### Material for this exercise ###

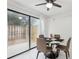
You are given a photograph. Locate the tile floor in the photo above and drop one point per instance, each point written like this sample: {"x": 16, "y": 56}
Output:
{"x": 33, "y": 53}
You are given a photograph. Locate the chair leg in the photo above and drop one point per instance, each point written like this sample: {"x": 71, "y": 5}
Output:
{"x": 37, "y": 54}
{"x": 66, "y": 55}
{"x": 45, "y": 56}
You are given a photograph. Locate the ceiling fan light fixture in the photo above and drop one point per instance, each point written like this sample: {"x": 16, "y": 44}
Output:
{"x": 49, "y": 5}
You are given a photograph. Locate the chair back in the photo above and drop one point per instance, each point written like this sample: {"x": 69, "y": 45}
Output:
{"x": 68, "y": 43}
{"x": 57, "y": 36}
{"x": 41, "y": 36}
{"x": 41, "y": 45}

###

Work request: Beginning with the line that contains "You are given a photograph. Locate the ceiling", repeat every line through the end of the records and nothing more.

Your solution:
You are given a photograph. Locate the ceiling fan light fixture in the photo above and drop one point per instance, each point written like this sample: {"x": 16, "y": 44}
Output:
{"x": 49, "y": 5}
You are given a photograph. Locate the chair back in the photo above and drop one point per instance, each point written like this sample: {"x": 69, "y": 45}
Output:
{"x": 68, "y": 43}
{"x": 57, "y": 36}
{"x": 41, "y": 36}
{"x": 41, "y": 45}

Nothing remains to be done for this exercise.